*** Opening of Quoted passage ***

While our estimates come with an inevitable degree of uncertainty, it is clear that the impacts of withdrawing emergency benefit measures would be significant. If the cuts go ahead in April 2021, most people on UC and WTC will be affected, and many will see their annual incomes drop by over £1,000. This report estimates that the reduction in benefit spending in Scotland would total nearly half a billion pounds in 2021/22, compared to if the measures had been retained. This reduction, in turn, would have knock-on effects across the economy as cash-strapped households cut back on spending.
It is also clear that the impacts of the cuts will not be borne equally across society. Poorer households and families with children – particularly lone parents, who are mainly women –are more reliant on the benefit system and would thus be disproportionately affected. Withdrawing the emergency measures would therefore exacerbate poverty and inequality at a time when some of the most vulnerable groups in society have already been hit hardest by Covid-19 and the attendant recession. Furthermore, while this report has focused on the direct impacts to household incomes, the full consequences may be much wider, extending to other domains such as health and wellbeing.

*** Close of Quoted passage ***

# What to produce
Copy everything in the passage on withdrawing emergency benefit measures from "While our estimates" down to "back on spending.", without any changes. None of the lines that follow are required for this work.

*** Opening of Data listing ***

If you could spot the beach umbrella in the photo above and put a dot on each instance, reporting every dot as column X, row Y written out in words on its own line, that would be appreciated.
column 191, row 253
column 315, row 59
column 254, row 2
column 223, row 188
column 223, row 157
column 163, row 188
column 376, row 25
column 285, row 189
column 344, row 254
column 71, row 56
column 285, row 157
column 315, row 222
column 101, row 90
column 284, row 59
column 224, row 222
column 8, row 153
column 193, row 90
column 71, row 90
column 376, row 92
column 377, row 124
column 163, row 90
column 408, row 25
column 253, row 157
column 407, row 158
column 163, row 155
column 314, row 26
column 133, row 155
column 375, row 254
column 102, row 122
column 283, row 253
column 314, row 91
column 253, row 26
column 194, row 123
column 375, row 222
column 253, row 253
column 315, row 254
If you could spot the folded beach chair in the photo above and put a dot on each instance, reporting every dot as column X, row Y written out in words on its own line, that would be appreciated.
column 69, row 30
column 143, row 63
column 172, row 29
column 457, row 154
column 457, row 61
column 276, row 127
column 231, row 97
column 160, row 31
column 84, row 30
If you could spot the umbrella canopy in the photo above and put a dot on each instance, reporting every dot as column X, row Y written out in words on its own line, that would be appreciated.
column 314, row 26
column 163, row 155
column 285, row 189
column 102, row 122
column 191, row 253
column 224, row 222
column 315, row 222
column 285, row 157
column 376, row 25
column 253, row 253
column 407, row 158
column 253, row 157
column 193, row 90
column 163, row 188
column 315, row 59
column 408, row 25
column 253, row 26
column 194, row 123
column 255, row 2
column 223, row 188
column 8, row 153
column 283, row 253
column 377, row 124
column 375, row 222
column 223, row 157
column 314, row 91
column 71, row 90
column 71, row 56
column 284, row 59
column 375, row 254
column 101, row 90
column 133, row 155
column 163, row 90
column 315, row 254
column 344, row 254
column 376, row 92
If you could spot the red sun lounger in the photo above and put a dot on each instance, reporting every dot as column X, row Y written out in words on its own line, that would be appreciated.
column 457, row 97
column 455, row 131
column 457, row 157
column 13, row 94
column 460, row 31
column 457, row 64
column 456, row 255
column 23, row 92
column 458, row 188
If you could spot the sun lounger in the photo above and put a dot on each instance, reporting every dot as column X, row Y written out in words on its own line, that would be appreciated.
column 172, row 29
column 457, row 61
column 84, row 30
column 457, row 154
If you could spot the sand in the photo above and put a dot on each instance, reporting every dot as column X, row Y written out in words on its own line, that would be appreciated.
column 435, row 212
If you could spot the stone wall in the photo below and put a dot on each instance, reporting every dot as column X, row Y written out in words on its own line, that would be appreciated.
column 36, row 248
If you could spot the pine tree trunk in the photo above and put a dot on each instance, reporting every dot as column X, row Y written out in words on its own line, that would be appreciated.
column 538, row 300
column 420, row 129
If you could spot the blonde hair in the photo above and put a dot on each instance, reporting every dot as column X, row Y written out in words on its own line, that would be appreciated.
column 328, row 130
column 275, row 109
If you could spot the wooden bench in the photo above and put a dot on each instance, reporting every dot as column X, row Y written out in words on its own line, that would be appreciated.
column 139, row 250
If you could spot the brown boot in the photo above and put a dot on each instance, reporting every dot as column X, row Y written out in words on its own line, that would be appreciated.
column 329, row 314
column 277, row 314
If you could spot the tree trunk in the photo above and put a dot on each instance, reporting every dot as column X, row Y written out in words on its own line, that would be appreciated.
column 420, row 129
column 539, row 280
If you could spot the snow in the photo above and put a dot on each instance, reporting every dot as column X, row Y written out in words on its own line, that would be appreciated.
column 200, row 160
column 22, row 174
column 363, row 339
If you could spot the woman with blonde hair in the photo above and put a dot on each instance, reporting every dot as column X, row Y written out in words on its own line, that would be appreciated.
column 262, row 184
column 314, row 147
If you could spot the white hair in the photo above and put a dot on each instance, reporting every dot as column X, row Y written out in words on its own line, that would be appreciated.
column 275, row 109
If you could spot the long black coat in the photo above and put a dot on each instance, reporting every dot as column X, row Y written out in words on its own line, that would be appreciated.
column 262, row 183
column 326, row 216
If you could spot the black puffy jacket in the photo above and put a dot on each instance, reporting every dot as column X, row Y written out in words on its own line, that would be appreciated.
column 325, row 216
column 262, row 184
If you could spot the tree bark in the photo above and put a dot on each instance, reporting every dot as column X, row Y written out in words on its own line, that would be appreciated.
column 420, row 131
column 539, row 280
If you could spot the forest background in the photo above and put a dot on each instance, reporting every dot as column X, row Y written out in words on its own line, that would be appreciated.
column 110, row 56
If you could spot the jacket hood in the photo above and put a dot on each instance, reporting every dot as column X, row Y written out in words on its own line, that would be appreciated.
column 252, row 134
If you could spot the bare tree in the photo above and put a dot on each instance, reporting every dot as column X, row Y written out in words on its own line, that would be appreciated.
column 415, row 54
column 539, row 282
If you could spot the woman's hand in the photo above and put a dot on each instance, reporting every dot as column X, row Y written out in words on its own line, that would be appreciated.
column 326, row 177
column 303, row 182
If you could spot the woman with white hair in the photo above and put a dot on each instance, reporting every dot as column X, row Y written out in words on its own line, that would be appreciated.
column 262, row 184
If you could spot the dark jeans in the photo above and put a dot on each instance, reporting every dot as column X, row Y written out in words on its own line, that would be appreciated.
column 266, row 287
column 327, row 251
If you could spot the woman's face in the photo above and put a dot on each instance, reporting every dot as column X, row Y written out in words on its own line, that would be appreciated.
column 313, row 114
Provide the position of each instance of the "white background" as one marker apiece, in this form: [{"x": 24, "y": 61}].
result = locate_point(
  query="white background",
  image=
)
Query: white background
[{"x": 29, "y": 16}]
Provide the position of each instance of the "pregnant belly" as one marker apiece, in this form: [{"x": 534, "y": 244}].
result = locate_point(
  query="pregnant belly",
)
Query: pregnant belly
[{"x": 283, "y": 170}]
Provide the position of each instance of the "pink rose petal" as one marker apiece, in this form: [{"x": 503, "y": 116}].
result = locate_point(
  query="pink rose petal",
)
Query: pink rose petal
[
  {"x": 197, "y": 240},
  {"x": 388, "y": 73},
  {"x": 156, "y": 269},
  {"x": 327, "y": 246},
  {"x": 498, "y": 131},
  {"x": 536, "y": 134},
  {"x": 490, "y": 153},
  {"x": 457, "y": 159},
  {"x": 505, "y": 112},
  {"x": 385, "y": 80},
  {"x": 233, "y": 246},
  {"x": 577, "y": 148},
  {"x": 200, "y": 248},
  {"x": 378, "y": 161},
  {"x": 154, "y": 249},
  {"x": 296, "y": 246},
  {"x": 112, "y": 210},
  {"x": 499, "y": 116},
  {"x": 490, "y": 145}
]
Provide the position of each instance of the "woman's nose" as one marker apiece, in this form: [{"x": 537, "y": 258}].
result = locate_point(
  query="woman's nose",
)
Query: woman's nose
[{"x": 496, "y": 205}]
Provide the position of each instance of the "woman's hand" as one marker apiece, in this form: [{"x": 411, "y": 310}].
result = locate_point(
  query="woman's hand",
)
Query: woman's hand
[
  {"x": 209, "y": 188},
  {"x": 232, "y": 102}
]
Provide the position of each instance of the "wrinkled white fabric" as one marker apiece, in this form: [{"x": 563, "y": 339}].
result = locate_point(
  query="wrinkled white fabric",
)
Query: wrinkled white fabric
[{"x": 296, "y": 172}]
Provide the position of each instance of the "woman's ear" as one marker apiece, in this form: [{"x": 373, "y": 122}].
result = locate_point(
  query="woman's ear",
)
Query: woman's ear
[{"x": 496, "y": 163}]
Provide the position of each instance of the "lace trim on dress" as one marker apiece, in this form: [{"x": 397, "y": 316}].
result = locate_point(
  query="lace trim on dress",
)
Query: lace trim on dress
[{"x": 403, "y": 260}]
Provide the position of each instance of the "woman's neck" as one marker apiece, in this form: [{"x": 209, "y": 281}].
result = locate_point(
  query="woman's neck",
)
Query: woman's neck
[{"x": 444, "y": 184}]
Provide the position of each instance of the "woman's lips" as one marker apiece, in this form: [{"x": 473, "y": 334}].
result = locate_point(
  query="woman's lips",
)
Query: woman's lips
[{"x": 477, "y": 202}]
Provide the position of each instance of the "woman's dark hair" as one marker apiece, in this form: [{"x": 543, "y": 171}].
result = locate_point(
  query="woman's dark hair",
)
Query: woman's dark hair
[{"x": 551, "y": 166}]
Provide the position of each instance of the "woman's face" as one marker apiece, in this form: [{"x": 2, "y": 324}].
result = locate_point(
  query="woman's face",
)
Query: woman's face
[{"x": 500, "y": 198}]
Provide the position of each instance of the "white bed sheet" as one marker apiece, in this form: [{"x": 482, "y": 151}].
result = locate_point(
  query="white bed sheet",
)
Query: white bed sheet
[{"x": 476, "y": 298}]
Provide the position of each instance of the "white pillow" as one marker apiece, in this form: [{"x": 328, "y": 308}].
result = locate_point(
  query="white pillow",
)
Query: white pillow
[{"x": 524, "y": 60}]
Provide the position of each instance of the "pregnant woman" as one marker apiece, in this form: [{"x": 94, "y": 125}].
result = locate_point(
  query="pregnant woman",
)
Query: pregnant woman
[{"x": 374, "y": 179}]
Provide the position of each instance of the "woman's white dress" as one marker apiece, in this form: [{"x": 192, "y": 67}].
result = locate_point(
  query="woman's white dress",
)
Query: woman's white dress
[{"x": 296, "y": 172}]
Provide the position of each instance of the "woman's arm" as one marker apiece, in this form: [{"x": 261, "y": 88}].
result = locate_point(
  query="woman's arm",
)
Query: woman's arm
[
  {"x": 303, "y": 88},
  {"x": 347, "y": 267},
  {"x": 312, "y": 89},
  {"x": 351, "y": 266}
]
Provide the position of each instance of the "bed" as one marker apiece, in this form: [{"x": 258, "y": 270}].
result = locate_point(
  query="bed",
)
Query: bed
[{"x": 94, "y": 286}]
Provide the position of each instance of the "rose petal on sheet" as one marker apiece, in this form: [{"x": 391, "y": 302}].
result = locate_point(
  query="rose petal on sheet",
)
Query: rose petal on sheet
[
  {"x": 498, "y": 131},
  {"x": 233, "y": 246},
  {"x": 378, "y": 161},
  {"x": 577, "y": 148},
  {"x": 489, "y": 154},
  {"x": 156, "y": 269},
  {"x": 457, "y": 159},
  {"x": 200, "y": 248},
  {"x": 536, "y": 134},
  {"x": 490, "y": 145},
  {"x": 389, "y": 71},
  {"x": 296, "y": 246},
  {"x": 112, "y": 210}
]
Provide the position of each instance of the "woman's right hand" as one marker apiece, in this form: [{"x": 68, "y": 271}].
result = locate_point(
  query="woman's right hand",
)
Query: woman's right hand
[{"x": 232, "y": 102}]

*** Close of Data listing ***

# Task response
While our estimates come with an inevitable degree of uncertainty, it is clear that the impacts of withdrawing emergency benefit measures would be significant. If the cuts go ahead in April 2021, most people on UC and WTC will be affected, and many will see their annual incomes drop by over £1,000. This report estimates that the reduction in benefit spending in Scotland would total nearly half a billion pounds in 2021/22, compared to if the measures had been retained. This reduction, in turn, would have knock-on effects across the economy as cash-strapped households cut back on spending.